What is being asked –
Copy the lines below as they are; omit the images they contain.

[Records contained in a dataset]
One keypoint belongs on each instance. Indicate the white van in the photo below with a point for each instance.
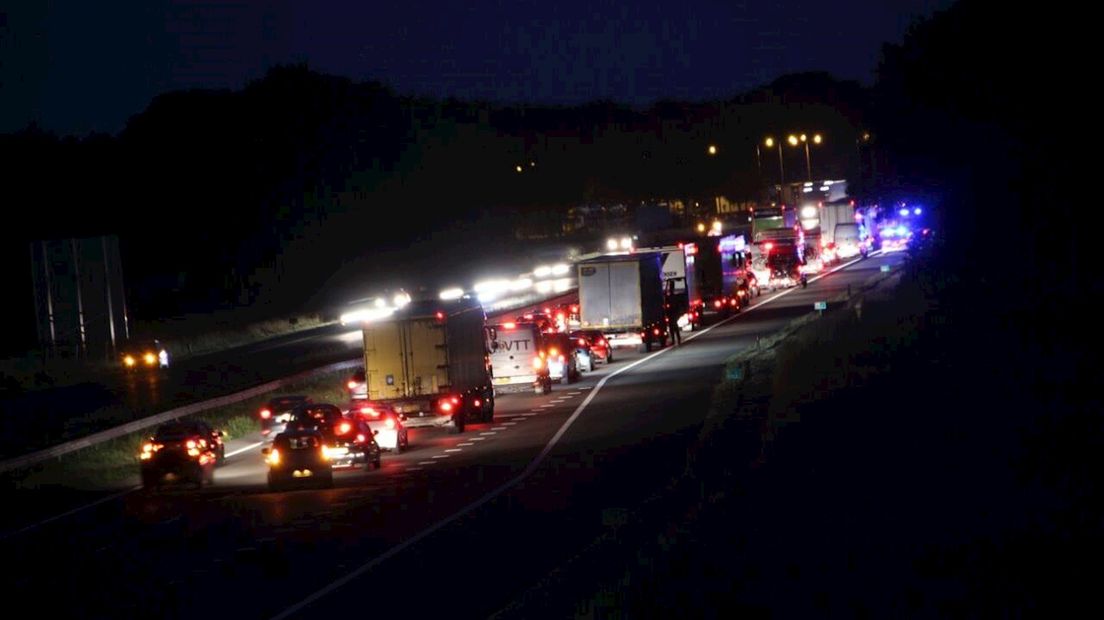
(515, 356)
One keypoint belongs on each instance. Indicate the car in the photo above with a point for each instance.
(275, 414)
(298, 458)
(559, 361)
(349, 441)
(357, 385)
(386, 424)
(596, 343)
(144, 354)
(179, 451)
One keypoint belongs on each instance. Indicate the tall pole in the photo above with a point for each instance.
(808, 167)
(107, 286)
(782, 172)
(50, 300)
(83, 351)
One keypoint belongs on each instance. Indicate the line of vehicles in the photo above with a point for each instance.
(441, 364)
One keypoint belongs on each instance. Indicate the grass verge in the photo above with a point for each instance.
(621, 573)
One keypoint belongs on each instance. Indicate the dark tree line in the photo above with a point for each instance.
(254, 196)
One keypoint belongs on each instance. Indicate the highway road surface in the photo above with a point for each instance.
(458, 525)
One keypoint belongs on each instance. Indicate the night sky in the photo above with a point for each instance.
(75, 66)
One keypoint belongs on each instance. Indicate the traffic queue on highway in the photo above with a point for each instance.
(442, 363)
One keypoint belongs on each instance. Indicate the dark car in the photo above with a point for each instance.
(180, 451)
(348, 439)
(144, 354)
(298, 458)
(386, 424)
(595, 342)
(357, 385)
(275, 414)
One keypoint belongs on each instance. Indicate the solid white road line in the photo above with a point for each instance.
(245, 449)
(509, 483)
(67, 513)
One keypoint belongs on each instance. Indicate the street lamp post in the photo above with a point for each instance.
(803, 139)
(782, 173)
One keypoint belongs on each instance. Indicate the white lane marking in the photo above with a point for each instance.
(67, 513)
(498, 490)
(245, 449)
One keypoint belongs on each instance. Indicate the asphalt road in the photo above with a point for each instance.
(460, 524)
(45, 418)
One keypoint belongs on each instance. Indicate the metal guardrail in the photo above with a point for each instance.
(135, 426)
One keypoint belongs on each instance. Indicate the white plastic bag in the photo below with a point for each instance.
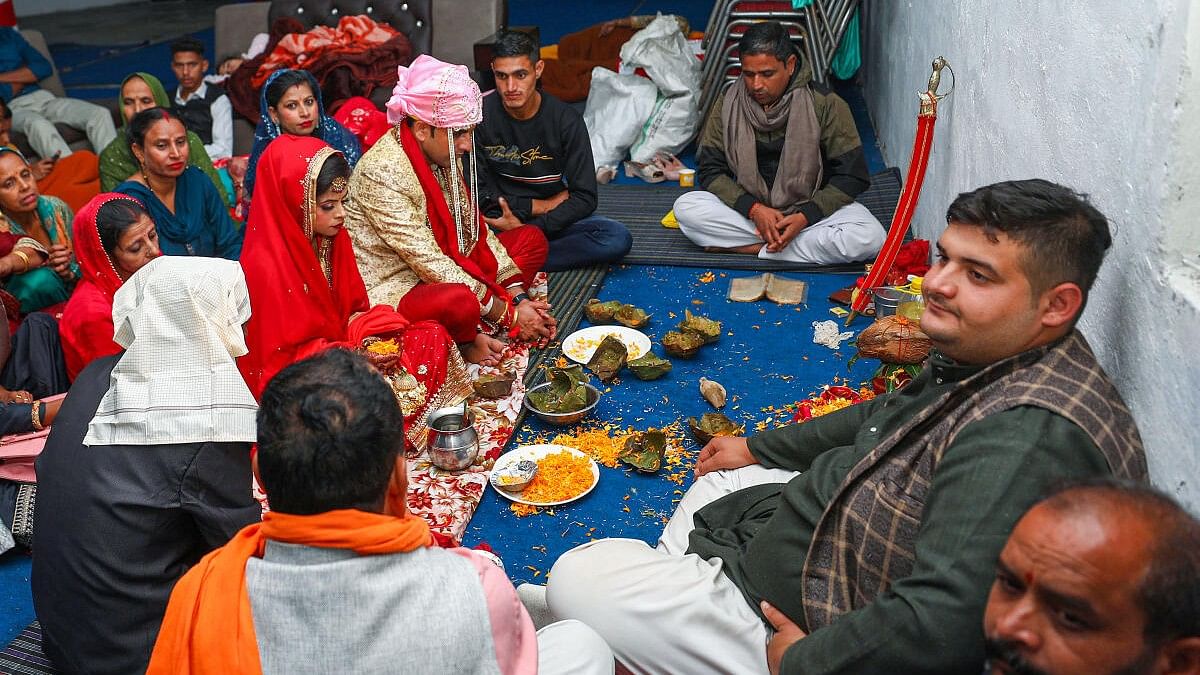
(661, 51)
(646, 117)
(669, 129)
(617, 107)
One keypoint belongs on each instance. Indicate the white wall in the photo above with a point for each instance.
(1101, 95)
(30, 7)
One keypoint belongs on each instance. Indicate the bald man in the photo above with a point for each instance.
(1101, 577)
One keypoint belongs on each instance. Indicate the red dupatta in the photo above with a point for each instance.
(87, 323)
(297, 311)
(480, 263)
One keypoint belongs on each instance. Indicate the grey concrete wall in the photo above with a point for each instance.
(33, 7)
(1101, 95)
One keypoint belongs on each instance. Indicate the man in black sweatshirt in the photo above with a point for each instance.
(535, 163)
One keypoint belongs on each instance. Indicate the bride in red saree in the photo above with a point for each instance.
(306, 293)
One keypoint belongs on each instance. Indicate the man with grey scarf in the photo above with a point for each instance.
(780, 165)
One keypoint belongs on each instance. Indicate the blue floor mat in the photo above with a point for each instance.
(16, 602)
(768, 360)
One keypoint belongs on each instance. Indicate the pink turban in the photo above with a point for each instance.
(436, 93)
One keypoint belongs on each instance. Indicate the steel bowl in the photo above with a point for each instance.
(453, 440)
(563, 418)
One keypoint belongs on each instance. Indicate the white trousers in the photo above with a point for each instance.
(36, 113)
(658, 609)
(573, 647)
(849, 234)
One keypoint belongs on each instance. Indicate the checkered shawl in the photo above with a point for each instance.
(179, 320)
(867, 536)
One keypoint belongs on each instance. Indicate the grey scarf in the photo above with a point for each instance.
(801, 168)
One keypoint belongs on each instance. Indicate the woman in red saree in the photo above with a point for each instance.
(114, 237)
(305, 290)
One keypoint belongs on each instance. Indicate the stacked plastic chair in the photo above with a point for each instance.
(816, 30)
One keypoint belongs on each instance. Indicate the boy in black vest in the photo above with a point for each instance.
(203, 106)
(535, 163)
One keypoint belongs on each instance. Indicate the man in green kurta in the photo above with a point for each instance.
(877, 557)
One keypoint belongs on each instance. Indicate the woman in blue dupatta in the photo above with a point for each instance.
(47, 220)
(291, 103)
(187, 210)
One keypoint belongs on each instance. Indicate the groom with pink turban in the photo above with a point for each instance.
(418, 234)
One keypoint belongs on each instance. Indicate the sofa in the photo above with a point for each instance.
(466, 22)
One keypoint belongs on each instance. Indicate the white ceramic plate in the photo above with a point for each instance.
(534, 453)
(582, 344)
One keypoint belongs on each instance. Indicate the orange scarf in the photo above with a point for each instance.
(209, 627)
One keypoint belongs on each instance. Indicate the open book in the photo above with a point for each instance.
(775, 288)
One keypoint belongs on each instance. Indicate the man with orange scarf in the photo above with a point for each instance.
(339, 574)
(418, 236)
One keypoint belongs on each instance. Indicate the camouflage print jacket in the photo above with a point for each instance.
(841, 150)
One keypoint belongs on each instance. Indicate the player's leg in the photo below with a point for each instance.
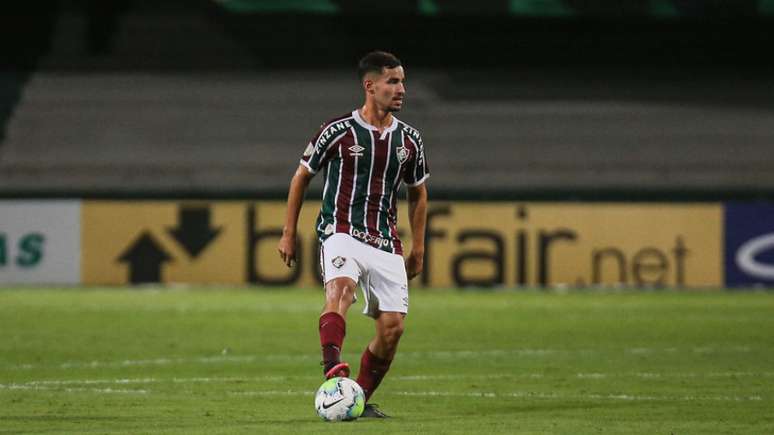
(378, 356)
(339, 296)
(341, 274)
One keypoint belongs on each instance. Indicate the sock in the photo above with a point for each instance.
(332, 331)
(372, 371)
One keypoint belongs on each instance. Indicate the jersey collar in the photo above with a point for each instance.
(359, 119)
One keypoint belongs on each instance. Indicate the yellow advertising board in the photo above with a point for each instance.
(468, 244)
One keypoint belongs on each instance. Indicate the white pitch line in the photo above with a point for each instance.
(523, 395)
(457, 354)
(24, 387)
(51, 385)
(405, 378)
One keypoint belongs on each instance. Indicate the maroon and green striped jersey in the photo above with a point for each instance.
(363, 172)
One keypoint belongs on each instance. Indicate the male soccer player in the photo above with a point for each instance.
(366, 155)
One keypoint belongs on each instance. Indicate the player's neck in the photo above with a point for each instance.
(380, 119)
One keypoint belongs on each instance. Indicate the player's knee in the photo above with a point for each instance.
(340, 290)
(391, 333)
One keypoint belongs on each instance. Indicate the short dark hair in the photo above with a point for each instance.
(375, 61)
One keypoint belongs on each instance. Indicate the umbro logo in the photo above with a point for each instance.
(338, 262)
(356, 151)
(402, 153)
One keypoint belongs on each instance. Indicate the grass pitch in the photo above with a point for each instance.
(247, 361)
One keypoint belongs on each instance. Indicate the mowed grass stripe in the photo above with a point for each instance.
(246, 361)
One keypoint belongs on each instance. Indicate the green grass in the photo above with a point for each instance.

Response to this task –
One keypoint belongs on each instance. Indicate the white van in the photo below with a point for each instance.
(515, 356)
One keypoint belongs on each instance. Indicate the car in the photo above with a point for each instance.
(275, 414)
(298, 458)
(559, 361)
(349, 441)
(357, 385)
(386, 424)
(596, 343)
(144, 354)
(179, 451)
One keypoint belongs on each instance. Indicate the tall pole in the photo above with a point for each instance.
(808, 167)
(107, 286)
(782, 172)
(50, 300)
(83, 351)
One keypoint belongs on each instance. Indicate the line of vehicles in the photo above with a point for each instance.
(441, 364)
One keypoint belongs on each instance. Indicate the grass verge in the photo above with a point for each instance.
(621, 573)
One keypoint belongs on each instance. Indicate the dark tree line in the photo above with a point for each instance.
(254, 196)
One keypoint belongs on each instance. Indicate the highway road surface in the photo above with a point for each instance.
(458, 525)
One keypoint belongs on each instance. Indicate the night sky in the photo above with a point for each instance.
(75, 66)
One keypoint belongs on each instance. Indicate the traffic queue on highway in the photo above with a point for each instance.
(442, 363)
One keypoint belongs on each instance. Indicate the dark car in the photo above with a point for each instance.
(180, 451)
(348, 439)
(144, 354)
(298, 458)
(386, 424)
(595, 342)
(357, 385)
(275, 414)
One keypoint belongs on each instance. Indicate the solid white road line in the photo above with a point for each instance.
(245, 449)
(509, 483)
(67, 513)
One keypoint belongs on each instance. Indicate the street lamp post in the photo above with a point for each instance.
(803, 139)
(782, 173)
One keypoint belongs on each instance. Indicate the white lane marking in the photo above with a point for each instance.
(67, 513)
(498, 490)
(245, 449)
One keypoint belongs on each instance. Indicate the asphalt road in the photo above with a point for each instance.
(460, 524)
(45, 418)
One keypoint belongs on each instance. Indicate the metal guardrail in the photo above with a point for each instance.
(135, 426)
One keypoint belongs on each instance. Indicate the white plastic bag in the photo below with a point for each instance.
(661, 51)
(646, 117)
(669, 129)
(617, 107)
One keypoint belongs on each instance. Indicate the white wall in the photo above with a point for each instance.
(1101, 95)
(30, 7)
One keypoint belongs on each instance. Indicate the bald man in the photo above with a point for each instance.
(1101, 577)
One keypoint belongs on each instance. Indicate the red dupatta in the photo above with a point for each instance.
(87, 323)
(297, 311)
(480, 263)
One keypoint belongs on each instance. Indicate the grey concrete wall in the photo above with a point for each instance.
(33, 7)
(1101, 95)
One keypoint belongs on each instance. Indicate the man in black sweatshirt in the photo above with a point for each instance.
(535, 163)
One keypoint belongs on each instance. Indicate the bride in red saree in the photo above with a point for each instance.
(306, 293)
One keypoint belongs on each instance. Indicate the man with grey scarf in the photo above with a point for each instance.
(780, 165)
One keypoint belongs on each instance. Indicate the blue floor mat in the photo above with a point for each instance.
(16, 602)
(768, 360)
One keypoint belongs on each instance. Indicate the pink turban in the photo above with a point for each instance.
(436, 93)
One keypoint belongs on each instance. Indicate the steel bowl in the photo above with a point for each instance.
(453, 440)
(563, 418)
One keypoint belongs on each instance. Indicate the white trousers in the photo above with a point for each instance.
(36, 113)
(658, 609)
(573, 647)
(849, 234)
One keypoint belongs on each instance. Indicate the checkered shawl in the photo above with a point for each instance.
(179, 320)
(867, 536)
One keypoint belongs on each instance. Indicate the grey scarf in the photo above with a point for each instance.
(801, 168)
One keypoint belongs on each instance. Indicate the woman in red saree in the photo above with a point for each instance.
(114, 237)
(305, 290)
One keypoint belongs on each instance. Indicate the stacked plastic chair in the photo above with a point for each instance.
(816, 30)
One keypoint belongs on each instance. Indicate the boy in black vest in the photo above with a point for each instance.
(203, 106)
(535, 163)
One keypoint belongs on each instance. Indicate the man in green kurta in the photo above with a point for each instance.
(877, 557)
One keypoint belongs on each instance. Indicate the woman in blue dupatta in the photo above with a point for each instance.
(47, 220)
(291, 103)
(187, 210)
One keypoint belongs on each instance. Indicate the groom with pink turban in the photo above with a point for each instance.
(418, 234)
One keypoint belongs on each instance. Indicate the sofa in the photo above with a point for each instance.
(466, 22)
One keypoint belongs on each instance. Indicate the white ceramic plate in the photo above with a point for each instance.
(534, 453)
(582, 344)
One keypoint belongs on each instance. Indicate the orange scarf in the photo above with a point for each instance.
(209, 627)
One keypoint belongs on each instance. Indicate the open book in the photo above with a point for each instance.
(775, 288)
One keypoint belongs on each instance. Indicate the man with orange scarf in the photo above with a point for each instance.
(339, 574)
(418, 236)
One keypoint belongs on each instance. Indicate the camouflage print jacket in the photo above with a point for each instance.
(841, 150)
One keypoint belongs on each instance. Indicate the player's leg in the photo below with a point for each instance.
(378, 356)
(339, 296)
(341, 274)
One keypoint belongs on each instance. Indicate the sock in the photo above with a point for each instance.
(332, 331)
(372, 371)
One keypoint belongs on each instance. Indicate the jersey collar in the photo above with a point for each instance.
(359, 119)
One keypoint belongs on each instance. Indicate the yellow advertising board in the photo above with a point for each instance.
(468, 244)
One keypoint belongs on each instance. Indicate the white pitch line in the photo above with a point for each instance.
(523, 395)
(457, 354)
(24, 387)
(51, 385)
(405, 378)
One keypoint belongs on each instance. Indicate the maroon and green striped jersey in the photo above with a point for each instance.
(363, 172)
One keypoint belongs on each instance. Indicate the male soccer player in the photo above with a point for each instance.
(366, 155)
One keypoint belongs on each instance. Indicate the player's neck in the photo above with a point for each instance.
(380, 119)
One keypoint belongs on each instance. Indicate the player's knee in the photo above with a point for each instance.
(340, 290)
(391, 333)
One keypoint belongs on each instance. Indicate the short dark hair in the photo above with a point for each instance.
(375, 61)
One keypoint belongs on each instance. Indicate the umbro logo in the photo above with a point for each instance.
(338, 262)
(356, 151)
(402, 153)
One keypoint belongs on each instance. Indicate the grass pitch in the photo above with a point for each instance.
(247, 361)
One keypoint belongs on each instance. Indicate the mowed grass stripe in the photo above with a point for each instance.
(246, 361)
One keypoint belongs on each instance. Indicate the green grass in the photo above with a point for each instance.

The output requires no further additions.